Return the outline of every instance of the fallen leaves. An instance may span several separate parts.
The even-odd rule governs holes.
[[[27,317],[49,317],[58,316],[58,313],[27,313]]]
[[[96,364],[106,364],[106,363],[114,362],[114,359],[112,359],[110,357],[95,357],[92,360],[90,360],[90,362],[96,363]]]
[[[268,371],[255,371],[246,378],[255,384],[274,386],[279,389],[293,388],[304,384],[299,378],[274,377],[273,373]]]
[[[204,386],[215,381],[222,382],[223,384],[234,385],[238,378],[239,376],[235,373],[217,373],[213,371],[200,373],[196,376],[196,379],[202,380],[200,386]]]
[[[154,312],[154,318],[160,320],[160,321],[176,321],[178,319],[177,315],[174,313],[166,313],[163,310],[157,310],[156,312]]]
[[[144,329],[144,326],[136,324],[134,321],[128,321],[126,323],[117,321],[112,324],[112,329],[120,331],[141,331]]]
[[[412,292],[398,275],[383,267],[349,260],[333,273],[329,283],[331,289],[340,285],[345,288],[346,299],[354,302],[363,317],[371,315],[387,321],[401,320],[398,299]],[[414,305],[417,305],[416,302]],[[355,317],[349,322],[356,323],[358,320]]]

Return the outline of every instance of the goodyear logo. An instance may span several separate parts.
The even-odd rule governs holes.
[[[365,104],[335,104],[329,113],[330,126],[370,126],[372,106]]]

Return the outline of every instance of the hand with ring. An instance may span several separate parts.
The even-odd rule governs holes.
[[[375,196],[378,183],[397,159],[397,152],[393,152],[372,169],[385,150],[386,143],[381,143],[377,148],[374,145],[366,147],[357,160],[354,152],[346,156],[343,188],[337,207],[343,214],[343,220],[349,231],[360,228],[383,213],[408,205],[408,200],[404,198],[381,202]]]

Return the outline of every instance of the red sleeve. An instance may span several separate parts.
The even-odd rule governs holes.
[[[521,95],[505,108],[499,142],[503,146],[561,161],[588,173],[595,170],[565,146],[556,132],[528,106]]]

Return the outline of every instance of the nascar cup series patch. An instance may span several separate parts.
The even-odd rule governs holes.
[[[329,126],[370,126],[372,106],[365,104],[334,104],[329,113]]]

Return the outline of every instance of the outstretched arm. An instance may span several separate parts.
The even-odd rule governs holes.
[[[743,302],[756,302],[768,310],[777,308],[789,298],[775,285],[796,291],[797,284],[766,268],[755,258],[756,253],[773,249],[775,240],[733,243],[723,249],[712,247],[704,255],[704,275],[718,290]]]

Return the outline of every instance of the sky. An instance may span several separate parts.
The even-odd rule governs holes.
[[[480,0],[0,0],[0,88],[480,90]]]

___

» **How to complete this task**: Please print the full listing shown above, exactly as it appears.

» **Response**:
Return the outline of every instance of the fallen leaves. An instance may span several separate parts.
The even-odd rule governs holes.
[[[27,317],[49,317],[58,316],[58,313],[27,313]]]
[[[96,364],[106,364],[106,363],[114,362],[114,359],[112,359],[110,357],[95,357],[92,360],[90,360],[90,362],[96,363]]]
[[[268,371],[255,371],[246,378],[255,384],[274,386],[279,389],[293,388],[304,384],[299,378],[274,377],[273,373]]]
[[[204,386],[215,381],[222,382],[223,384],[234,385],[238,378],[239,376],[235,373],[217,373],[213,371],[200,373],[196,376],[196,379],[202,380],[200,386]]]
[[[154,312],[154,318],[160,320],[160,321],[176,321],[178,319],[177,315],[174,313],[166,313],[163,310],[157,310],[156,312]]]
[[[144,329],[144,326],[136,324],[134,321],[128,321],[126,323],[117,321],[112,324],[112,329],[120,331],[141,331]]]
[[[412,292],[398,275],[383,267],[349,260],[333,273],[329,283],[331,289],[340,285],[345,288],[346,299],[354,302],[363,317],[371,315],[387,321],[401,320],[398,299]],[[414,305],[417,305],[416,302]],[[355,317],[349,322],[356,323],[358,320]]]

Return the outline of every instance of the goodyear logo. An instance may span several separate parts.
The even-odd rule governs holes.
[[[365,104],[335,104],[329,113],[330,126],[370,126],[372,106]]]

Return the outline of every instance of the hand with ring. An instance may span several separate parts.
The even-odd rule governs holes.
[[[375,196],[378,183],[397,159],[397,152],[393,152],[372,169],[385,150],[386,143],[381,143],[377,148],[374,145],[366,147],[357,160],[354,152],[346,156],[343,188],[337,207],[343,214],[343,220],[349,231],[360,228],[383,213],[408,205],[408,200],[404,198],[381,202]]]

Return the outline of every instance of the red sleeve. An instance may span several separate parts.
The even-odd rule governs holes.
[[[521,95],[505,108],[499,142],[503,146],[561,161],[588,173],[595,170],[565,146],[556,132],[528,106]]]

Return the outline of every instance of the nascar cup series patch. An instance may span several separate parts.
The even-odd rule governs holes.
[[[329,126],[370,126],[372,106],[365,104],[334,104],[329,113]]]

Return the outline of every instance of the outstretched arm. An instance may span several separate parts.
The even-odd rule governs holes.
[[[743,302],[756,302],[768,310],[777,308],[789,298],[775,285],[796,291],[797,284],[766,268],[755,258],[756,253],[773,249],[775,240],[733,243],[723,249],[712,247],[704,255],[704,275],[718,290]]]

Return the outline of every instance of the sky. An instance may span several separate parts.
The even-odd rule governs holes.
[[[480,0],[0,0],[0,88],[480,90]]]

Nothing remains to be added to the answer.